§ **Text provided**
--------------------------------------------------

Just a suggestion but you might want to find out the mfg month and gett one made later in the year.


----------



## Alan72 (Oct 31, 2012)

I have the PCS 1.75hp saw. The only regret I have is that I didn't get the 3hp saw. The 1.75hp boggs down with thicker stock, the blade guard is POS, it's different then the one that comes with the 3hp saw. I don't know why they did that? I got my blade guard free with mine, the motor that came with the saw was Dead. Customer Service forgot to send my motor out, after a week I called the guy felt bad and was going to over night it but I asked him to send it regular mail and throw in the blade guard with the DC feature. (I had to work the next 3 days).

One more thing, If you can hold out to end of Feb. Since I bought my saw, Saw Stop has a promotions when you buy one of their saws. The mobile base or the Over arm dust collector setup without the blade guard. I bought my in Dec 2012 and I was not happy when I seen this 2months later and they told me sorry I bought my saw too soon!

I did recently buy the over arm dust collection system that is given during the promotion for $200.00. I am very happy with this and it does make a difference.


----------



## HarveyM (Nov 11, 2012)

--------------------------------------------------

§ **Records supplied**

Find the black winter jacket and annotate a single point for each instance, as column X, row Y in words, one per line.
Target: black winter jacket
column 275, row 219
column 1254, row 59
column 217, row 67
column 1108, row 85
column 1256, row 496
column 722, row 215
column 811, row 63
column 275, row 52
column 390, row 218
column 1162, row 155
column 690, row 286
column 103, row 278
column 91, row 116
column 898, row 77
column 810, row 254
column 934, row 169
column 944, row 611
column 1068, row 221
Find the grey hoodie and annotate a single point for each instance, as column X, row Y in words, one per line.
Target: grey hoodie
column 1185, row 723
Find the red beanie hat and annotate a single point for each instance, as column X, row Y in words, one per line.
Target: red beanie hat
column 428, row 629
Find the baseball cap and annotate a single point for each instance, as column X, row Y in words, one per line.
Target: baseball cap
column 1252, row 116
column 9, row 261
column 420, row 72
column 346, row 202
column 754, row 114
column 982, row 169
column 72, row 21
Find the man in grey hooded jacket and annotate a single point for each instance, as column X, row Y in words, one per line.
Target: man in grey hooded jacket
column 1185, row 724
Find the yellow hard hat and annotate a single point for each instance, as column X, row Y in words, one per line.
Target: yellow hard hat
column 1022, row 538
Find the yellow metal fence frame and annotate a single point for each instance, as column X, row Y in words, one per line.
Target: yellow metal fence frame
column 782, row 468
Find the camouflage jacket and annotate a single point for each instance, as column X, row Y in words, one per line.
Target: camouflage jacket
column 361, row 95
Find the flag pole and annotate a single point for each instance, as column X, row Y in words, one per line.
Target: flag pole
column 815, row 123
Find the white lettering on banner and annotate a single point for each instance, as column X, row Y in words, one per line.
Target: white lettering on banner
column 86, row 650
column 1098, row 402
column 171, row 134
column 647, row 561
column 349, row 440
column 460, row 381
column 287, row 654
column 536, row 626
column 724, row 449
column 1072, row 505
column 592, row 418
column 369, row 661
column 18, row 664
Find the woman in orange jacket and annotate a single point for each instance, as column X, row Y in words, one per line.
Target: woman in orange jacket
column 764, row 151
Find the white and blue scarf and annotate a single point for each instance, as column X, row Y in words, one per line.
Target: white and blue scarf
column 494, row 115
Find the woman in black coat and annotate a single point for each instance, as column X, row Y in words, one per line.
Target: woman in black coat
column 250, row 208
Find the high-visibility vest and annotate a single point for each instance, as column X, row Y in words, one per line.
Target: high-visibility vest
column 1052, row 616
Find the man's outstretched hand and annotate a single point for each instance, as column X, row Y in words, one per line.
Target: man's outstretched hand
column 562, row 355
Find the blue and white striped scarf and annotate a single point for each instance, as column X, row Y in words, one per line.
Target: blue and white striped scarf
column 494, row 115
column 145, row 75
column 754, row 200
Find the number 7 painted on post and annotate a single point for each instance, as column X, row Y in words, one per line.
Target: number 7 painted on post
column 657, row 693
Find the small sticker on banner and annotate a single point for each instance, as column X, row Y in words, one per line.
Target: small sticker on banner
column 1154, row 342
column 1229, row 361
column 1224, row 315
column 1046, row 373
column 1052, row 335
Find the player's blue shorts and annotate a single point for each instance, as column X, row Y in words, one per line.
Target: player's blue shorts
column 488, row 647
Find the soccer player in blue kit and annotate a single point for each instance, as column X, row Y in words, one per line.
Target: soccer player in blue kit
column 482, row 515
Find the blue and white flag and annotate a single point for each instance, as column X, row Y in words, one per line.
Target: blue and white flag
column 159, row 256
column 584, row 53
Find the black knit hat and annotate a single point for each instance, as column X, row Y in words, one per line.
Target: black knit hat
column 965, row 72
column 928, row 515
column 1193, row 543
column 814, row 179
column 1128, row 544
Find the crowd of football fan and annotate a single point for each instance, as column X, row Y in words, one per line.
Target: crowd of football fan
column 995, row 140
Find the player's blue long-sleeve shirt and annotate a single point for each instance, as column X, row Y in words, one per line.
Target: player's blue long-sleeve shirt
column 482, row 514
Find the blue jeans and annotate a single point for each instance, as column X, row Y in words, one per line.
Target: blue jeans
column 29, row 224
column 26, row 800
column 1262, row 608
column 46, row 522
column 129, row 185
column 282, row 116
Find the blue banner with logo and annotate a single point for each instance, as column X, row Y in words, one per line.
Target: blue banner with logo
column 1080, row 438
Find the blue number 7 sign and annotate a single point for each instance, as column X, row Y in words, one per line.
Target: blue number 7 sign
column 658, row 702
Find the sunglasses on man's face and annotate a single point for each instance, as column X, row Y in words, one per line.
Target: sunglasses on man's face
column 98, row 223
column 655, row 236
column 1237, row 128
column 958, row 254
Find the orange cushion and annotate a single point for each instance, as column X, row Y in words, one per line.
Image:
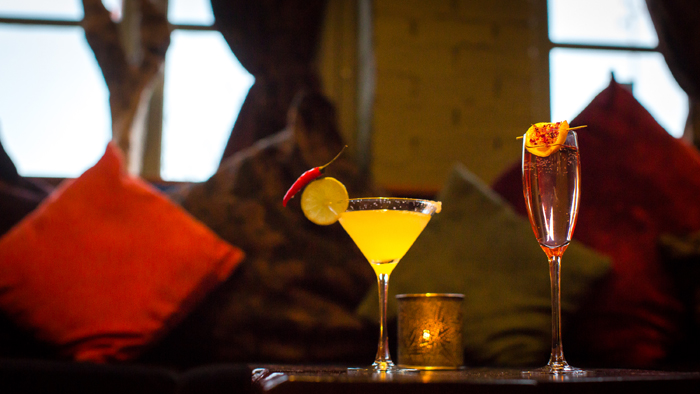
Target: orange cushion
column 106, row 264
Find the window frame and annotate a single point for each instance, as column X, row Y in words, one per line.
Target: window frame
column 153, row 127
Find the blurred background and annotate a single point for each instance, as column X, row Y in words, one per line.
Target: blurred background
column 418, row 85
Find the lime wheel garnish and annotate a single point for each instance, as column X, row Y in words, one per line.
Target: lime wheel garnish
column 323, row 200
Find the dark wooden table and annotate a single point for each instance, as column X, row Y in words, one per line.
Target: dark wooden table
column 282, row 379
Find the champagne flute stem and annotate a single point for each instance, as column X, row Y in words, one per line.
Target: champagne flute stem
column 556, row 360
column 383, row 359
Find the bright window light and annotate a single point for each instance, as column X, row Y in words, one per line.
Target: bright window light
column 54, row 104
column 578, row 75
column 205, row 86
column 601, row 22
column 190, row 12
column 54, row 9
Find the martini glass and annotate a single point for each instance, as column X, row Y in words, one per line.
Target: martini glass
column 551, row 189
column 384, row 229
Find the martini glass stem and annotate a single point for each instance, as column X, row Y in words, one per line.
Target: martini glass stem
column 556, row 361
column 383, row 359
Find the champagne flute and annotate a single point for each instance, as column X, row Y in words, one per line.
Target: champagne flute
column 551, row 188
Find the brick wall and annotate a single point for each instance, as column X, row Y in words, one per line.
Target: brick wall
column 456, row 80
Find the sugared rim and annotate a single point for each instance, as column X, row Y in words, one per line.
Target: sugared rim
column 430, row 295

--------------------------------------------------

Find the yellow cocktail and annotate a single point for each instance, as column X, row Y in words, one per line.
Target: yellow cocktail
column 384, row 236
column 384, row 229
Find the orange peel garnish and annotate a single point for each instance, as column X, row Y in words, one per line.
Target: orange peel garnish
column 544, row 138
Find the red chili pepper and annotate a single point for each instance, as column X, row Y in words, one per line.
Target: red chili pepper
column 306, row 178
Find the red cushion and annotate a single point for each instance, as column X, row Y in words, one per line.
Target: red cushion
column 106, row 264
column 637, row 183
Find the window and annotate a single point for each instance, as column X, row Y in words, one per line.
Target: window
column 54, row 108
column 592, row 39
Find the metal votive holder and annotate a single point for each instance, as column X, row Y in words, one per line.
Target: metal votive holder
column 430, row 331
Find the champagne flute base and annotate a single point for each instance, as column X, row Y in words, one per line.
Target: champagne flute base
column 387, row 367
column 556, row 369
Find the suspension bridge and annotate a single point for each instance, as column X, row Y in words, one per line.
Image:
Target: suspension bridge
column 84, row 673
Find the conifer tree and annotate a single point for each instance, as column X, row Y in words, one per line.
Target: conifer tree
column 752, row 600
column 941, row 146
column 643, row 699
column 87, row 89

--------------------------------------------------

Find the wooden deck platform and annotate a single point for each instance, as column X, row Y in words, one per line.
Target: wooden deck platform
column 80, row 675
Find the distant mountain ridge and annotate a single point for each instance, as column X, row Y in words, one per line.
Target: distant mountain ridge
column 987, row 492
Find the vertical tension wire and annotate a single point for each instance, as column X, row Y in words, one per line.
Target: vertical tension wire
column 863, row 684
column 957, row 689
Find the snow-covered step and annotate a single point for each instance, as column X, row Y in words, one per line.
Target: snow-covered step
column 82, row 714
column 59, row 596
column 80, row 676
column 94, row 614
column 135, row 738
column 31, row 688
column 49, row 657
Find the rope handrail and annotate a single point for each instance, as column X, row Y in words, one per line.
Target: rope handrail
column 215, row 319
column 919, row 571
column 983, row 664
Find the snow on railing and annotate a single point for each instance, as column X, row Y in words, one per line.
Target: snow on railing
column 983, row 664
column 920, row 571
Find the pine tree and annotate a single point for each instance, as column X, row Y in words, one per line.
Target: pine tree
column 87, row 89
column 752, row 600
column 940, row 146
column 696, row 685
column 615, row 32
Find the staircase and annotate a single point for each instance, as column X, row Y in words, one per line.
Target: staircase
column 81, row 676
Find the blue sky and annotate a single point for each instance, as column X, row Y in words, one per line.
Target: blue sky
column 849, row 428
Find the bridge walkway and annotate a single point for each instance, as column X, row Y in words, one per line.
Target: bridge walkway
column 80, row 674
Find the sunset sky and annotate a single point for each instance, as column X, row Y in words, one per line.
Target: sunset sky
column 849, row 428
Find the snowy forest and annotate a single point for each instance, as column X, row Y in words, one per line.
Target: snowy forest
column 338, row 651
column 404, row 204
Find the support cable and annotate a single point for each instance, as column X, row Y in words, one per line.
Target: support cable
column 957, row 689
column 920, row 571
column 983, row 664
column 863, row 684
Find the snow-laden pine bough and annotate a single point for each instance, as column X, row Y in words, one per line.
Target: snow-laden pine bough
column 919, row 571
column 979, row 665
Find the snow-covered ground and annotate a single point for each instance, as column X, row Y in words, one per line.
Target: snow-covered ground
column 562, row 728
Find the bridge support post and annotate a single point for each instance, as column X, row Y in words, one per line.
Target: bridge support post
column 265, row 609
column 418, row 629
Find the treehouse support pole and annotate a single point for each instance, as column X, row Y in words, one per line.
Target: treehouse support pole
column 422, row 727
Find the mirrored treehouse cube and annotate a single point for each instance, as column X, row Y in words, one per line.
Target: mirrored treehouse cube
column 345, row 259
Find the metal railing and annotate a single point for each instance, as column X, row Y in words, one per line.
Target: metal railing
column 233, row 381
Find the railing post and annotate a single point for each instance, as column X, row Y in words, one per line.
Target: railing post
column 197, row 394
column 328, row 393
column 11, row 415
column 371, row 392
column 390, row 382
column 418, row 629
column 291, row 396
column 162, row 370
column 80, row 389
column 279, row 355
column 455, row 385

--------------------------------------------------

§ **What this exercise asks**
a - Copy the records word for word, from the line with "Find the snow-covered ground" to the line with "column 455, row 385", including both of those lines.
b - Continue the forum thread about the SawStop table saws from where it stops.

§ **Answer set**
a -
Find the snow-covered ground and annotate a single point for each instance, as column X, row Y in words, one per line.
Target: snow-covered ground
column 562, row 728
Find the bridge support post and annotate a single point for each instance, as column X, row Y in words, one per line.
Target: bridge support post
column 265, row 609
column 418, row 629
Find the treehouse support pole and annotate a single point for each instance, as column X, row Y in words, one per line.
Target: treehouse support pole
column 422, row 727
Find the mirrored treehouse cube and annotate a single point for each instance, as column X, row Y in words, one per line.
Target: mirrored treehouse cube
column 345, row 259
Find the metal railing and annotate a single point for each instance, as column X, row Y in words, one per line.
Target: metal railing
column 233, row 381
Find the railing post and annotate a single point for each instance, as column X, row Y in words, one per line.
Target: railing post
column 197, row 394
column 328, row 393
column 11, row 415
column 371, row 392
column 390, row 382
column 418, row 629
column 291, row 396
column 162, row 370
column 80, row 389
column 279, row 355
column 455, row 385

b -
I'll just add- The Sawstop owner's manuals are online; they include nice color drawings of each saw's 'guts'. Specifically the blade, trunnions, and motor mounting. You'll notice the difference. The Contractor saw's guts are attached to the table. That makes it a pain to adjust if the blade is out of alignment with the miter slots. The owner's manual doesn't go into how to adjust it (but they will email you the instructions). To be fair, most reports mention it's alignment from the factory is excellent. Conversely the PCS has a very simple alignment procedure of loosening three bolts holding the table to the cabinet, and using two grub screws set in the back of the table to move it into alignment.


----------



## ellen35 (Jan 1, 2009)

I have the PCS 1.75 and it is a great saw… accurate right out of the box. 
Unless you are planning to "move it around", I think the PCS is the way to go. I upgraded the mobile base and would recommend doing it.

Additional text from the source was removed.